## Material for this task
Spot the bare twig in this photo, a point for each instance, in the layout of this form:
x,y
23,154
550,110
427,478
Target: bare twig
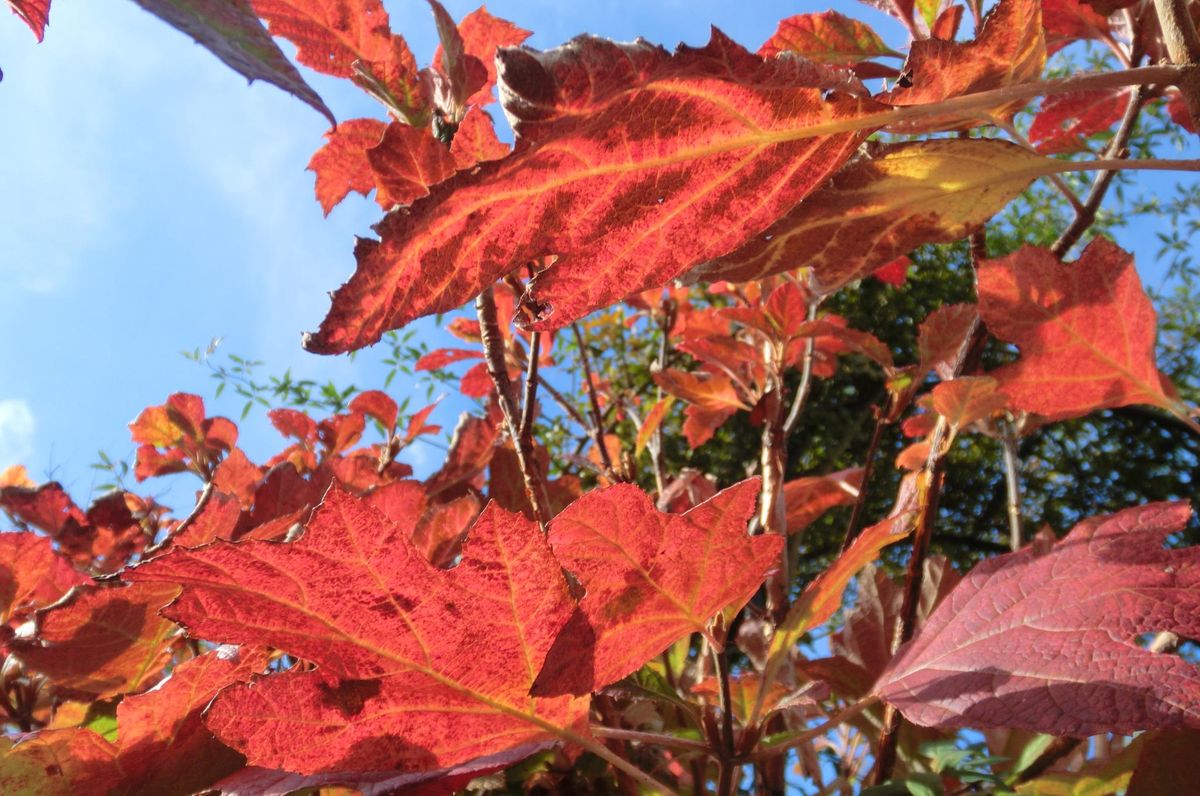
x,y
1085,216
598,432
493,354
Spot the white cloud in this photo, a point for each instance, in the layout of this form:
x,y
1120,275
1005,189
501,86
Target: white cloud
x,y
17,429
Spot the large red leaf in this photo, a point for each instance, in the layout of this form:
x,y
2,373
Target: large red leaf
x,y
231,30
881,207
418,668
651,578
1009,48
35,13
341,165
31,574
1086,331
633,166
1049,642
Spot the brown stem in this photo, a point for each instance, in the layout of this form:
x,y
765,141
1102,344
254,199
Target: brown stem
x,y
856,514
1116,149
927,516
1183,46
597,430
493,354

---

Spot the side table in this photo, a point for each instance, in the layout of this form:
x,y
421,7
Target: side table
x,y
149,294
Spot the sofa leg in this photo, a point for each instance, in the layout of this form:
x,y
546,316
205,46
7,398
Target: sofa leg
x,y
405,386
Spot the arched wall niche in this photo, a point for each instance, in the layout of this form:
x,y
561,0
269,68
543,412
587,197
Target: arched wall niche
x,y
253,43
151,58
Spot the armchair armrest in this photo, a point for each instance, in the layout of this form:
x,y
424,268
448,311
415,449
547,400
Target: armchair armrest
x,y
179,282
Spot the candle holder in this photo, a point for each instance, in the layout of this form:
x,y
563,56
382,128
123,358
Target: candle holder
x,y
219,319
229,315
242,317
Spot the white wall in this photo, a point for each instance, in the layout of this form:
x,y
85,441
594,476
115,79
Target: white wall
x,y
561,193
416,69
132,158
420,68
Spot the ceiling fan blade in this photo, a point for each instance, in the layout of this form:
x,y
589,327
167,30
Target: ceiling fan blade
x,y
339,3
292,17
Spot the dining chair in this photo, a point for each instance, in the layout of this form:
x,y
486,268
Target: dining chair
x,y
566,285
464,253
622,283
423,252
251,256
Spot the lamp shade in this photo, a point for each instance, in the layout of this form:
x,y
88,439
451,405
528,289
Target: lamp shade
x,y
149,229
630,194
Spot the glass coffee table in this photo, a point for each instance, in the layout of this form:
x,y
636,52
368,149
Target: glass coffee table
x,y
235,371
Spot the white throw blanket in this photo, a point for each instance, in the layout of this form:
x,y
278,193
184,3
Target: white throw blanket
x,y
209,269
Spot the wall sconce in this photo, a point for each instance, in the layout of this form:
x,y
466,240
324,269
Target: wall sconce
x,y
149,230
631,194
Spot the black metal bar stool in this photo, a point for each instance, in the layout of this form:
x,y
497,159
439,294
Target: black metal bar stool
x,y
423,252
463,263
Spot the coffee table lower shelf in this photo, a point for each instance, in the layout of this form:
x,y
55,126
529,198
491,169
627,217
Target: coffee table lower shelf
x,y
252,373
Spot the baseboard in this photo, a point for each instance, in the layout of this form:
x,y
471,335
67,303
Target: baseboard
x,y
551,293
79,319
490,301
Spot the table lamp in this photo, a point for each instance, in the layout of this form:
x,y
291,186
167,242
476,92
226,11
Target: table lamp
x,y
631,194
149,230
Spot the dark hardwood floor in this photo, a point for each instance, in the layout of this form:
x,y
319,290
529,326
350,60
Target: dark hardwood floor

--

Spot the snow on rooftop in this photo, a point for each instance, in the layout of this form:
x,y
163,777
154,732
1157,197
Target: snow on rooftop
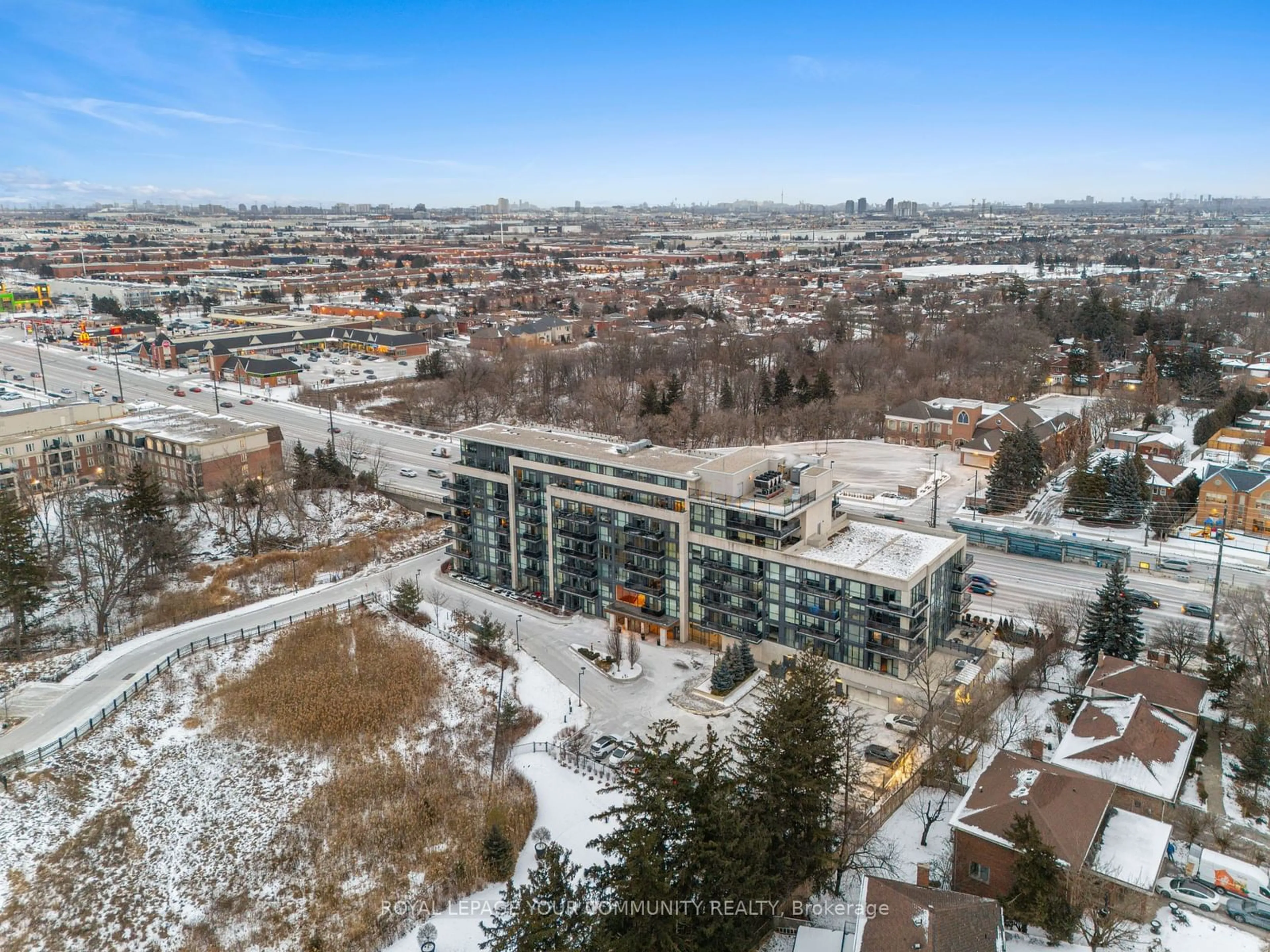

## Brief
Rewrite the material from the line with "Spot the black" to the line with "Target: dark hardwood floor", changing "baseboard" to "skirting board" and leaving everything else as it is.

## Task solution
Spot the black metal bar stool in this photo, a point for each instance, in the layout of this form:
x,y
497,159
439,294
Target: black metal bar stool
x,y
423,252
463,263
Spot the coffee table lower shelf in this photo, a point for each instance, in the layout of this form:
x,y
55,126
529,198
491,169
627,217
Target: coffee table lower shelf
x,y
252,373
Spot the skirting board in this photo, a point for each instance, in the layout of this form:
x,y
471,335
67,303
Target: skirting board
x,y
551,293
79,319
490,301
Spot the table lamp in this photo, a point for each instance, in the layout of this form:
x,y
291,186
167,242
476,92
226,11
Target: table lamp
x,y
631,194
149,230
Spot the dark hardwood floor in this photo, a point for each instance, in the layout of this form:
x,y
319,290
529,326
350,60
Target: dark hardwood floor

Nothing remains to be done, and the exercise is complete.